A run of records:
........
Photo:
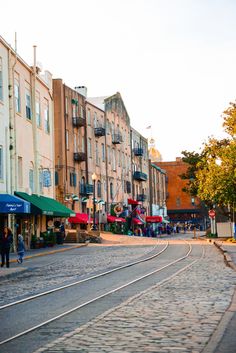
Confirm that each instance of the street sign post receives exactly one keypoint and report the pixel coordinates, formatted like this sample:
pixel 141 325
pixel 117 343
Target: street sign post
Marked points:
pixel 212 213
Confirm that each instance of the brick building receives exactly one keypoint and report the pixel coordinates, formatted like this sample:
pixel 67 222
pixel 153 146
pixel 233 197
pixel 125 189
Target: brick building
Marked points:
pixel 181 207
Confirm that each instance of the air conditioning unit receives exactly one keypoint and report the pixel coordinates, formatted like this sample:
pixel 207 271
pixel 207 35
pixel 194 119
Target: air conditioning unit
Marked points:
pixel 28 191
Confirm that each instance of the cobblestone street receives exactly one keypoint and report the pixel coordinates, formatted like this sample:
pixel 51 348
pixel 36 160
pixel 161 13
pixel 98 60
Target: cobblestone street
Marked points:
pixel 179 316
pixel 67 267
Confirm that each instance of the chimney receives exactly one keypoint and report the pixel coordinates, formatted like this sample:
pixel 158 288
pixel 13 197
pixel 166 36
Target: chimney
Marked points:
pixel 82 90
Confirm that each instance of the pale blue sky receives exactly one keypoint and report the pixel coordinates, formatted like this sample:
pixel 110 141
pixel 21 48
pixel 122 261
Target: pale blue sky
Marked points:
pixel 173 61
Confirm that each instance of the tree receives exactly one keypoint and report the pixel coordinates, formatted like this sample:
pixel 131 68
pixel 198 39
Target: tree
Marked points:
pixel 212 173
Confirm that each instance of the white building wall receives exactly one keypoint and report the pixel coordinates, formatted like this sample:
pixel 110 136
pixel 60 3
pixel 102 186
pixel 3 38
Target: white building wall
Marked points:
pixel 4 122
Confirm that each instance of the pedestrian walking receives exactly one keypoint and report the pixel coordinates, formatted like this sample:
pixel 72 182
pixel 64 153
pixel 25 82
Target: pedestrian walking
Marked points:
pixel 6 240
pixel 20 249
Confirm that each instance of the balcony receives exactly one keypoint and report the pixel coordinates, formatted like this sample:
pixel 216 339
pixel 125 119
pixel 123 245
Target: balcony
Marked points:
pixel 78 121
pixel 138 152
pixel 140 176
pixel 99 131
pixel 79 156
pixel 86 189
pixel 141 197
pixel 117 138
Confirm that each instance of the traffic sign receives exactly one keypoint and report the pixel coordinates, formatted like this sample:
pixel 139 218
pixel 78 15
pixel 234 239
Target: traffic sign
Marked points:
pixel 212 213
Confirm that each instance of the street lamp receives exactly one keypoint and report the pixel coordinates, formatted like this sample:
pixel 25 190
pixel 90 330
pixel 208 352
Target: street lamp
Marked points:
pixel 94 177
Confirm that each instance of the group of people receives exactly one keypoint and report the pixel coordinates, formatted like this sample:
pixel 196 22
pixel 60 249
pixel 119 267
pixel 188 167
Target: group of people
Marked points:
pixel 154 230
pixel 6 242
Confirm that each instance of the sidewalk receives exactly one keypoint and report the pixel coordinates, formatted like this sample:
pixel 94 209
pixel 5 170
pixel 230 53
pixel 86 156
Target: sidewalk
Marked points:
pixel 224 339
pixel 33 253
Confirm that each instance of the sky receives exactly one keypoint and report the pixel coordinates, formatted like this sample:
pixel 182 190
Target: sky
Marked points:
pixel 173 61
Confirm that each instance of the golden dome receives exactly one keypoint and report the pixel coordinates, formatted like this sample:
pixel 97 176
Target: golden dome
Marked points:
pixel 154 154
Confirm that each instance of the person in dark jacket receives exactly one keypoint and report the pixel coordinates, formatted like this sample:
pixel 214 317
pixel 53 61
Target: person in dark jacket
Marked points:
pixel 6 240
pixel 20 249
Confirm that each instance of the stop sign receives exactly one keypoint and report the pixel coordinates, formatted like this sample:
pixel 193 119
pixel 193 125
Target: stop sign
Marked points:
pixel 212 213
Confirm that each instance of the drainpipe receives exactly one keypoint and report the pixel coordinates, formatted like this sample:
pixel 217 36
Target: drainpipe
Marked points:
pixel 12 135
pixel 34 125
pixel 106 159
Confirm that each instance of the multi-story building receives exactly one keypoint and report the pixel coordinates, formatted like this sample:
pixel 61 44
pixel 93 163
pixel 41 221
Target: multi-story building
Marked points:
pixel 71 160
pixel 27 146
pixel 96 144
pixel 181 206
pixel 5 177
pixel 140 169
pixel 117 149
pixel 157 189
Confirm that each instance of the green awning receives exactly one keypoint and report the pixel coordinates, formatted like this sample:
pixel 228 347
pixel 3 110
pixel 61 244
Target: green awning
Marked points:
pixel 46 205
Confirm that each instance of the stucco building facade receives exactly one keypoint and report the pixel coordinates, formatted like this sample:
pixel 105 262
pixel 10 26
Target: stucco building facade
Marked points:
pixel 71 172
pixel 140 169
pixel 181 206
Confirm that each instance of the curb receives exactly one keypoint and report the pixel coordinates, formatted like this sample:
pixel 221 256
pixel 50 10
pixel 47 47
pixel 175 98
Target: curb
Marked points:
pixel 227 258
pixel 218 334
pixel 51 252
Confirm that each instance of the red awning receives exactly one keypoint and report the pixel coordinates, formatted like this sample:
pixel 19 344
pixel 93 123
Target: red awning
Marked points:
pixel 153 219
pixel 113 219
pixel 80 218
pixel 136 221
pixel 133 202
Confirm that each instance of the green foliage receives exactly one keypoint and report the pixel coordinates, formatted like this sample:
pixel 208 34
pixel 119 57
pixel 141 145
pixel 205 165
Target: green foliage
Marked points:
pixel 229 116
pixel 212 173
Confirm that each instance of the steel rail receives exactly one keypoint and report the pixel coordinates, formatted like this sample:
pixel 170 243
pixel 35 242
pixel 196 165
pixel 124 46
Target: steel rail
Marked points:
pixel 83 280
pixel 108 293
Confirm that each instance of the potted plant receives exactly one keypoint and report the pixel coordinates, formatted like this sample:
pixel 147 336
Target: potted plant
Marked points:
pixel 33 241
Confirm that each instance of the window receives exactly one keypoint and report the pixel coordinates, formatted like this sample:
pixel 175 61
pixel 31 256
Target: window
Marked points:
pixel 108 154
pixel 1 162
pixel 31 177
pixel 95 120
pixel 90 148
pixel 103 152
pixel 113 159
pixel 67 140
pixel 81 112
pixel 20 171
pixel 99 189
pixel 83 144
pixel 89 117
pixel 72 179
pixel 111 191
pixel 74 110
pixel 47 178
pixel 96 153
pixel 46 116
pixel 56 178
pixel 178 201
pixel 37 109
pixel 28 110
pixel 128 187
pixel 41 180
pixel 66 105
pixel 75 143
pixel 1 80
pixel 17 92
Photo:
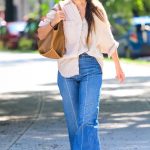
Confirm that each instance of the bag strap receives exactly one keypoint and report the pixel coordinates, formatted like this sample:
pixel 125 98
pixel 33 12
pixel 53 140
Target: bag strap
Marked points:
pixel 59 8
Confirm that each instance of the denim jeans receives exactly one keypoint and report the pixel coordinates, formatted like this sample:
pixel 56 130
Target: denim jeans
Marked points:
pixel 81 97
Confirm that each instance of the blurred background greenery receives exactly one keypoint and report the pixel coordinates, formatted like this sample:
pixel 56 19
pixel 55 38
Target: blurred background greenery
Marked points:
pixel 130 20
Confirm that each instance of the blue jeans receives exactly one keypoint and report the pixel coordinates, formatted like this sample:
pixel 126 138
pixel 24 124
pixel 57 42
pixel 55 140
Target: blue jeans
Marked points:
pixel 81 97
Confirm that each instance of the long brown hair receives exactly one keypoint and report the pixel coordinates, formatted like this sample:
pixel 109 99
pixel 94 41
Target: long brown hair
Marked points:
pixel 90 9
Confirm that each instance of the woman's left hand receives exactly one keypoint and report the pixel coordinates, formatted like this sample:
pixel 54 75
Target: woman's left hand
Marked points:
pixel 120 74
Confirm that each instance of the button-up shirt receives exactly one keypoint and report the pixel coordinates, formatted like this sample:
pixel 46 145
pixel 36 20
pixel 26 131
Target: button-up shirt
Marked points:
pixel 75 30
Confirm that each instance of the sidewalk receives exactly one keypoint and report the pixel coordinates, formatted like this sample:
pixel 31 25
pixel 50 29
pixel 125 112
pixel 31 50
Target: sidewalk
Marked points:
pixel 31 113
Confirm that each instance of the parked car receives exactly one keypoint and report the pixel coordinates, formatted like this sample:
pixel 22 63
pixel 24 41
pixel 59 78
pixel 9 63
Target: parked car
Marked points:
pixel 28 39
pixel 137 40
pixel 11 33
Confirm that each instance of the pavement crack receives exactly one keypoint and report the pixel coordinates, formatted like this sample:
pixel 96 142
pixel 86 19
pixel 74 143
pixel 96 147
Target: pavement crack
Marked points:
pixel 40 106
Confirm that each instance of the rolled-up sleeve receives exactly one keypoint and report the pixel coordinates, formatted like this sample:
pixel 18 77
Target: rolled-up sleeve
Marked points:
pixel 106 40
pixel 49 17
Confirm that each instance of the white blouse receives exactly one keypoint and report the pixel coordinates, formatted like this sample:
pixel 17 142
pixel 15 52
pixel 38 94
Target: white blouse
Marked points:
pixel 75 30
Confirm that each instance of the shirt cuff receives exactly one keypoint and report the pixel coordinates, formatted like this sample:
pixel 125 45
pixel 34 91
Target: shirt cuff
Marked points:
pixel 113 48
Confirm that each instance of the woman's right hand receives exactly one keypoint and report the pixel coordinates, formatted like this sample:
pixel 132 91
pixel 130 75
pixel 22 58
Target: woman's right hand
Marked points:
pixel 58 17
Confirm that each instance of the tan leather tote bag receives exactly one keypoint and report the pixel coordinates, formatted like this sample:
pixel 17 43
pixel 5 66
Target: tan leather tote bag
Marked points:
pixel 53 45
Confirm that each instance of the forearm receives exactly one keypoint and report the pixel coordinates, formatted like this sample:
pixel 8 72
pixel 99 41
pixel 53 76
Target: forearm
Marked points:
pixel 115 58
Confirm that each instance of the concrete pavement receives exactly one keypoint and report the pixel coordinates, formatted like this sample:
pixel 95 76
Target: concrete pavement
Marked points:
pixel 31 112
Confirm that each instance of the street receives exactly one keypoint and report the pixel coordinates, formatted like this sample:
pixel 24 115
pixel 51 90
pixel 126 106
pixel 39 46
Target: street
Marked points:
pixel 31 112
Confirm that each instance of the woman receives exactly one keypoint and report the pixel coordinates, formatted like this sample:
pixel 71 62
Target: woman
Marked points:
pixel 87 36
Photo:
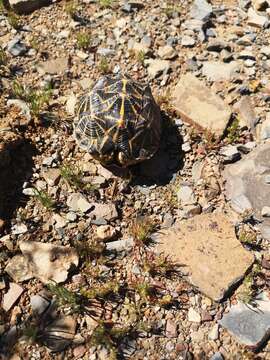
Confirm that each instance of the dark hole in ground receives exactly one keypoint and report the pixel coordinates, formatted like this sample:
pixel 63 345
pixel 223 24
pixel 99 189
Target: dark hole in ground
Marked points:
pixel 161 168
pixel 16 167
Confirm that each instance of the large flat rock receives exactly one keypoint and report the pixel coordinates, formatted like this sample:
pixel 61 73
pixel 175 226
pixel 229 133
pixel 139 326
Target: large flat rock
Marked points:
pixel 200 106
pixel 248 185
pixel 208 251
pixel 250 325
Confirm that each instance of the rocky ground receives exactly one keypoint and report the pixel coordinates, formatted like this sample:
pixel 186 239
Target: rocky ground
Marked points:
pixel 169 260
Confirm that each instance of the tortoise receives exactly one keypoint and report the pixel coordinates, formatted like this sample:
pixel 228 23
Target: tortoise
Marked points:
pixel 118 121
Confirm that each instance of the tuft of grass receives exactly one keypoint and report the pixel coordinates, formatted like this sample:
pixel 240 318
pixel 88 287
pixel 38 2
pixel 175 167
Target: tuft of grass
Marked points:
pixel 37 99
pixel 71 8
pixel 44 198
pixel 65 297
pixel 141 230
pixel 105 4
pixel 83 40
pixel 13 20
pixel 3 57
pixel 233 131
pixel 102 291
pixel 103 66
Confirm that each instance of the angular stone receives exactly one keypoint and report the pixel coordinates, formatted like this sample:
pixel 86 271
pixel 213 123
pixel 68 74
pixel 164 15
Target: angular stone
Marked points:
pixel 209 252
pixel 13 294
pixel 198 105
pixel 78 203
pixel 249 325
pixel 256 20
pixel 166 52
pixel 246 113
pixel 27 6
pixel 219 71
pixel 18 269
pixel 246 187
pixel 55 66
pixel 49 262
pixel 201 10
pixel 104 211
........
_GIVEN REQUEST_: Please reproduce the part that opens with the line containing "Confirm that each instance of the shirt" and closes with the line containing "pixel 115 58", switching "forearm" to "lower arm" and changing nothing else.

_OUTPUT BELOW_:
Confirm that each instance of the shirt cuff receives exactly one keypoint and report the pixel coordinates, formatted like this sample:
pixel 125 45
pixel 34 91
Target: shirt cuff
Marked points:
pixel 113 48
Confirm that each instance of the woman's right hand receives exactly one keypoint and report the pixel coordinates, formatted like this sample:
pixel 132 91
pixel 130 75
pixel 22 58
Target: woman's right hand
Marked points:
pixel 58 17
Confirm that each instance of the tan leather tote bag receives exactly one keypoint and report the pixel coordinates, formatted like this sample:
pixel 17 43
pixel 5 66
Target: tan leather tote bag
Marked points:
pixel 53 45
Confirm that each instance of the lower arm receives exactly one keypoint and report the pixel coordinates, formatted like this sample:
pixel 8 72
pixel 99 41
pixel 53 76
Target: lower arm
Marked points:
pixel 115 58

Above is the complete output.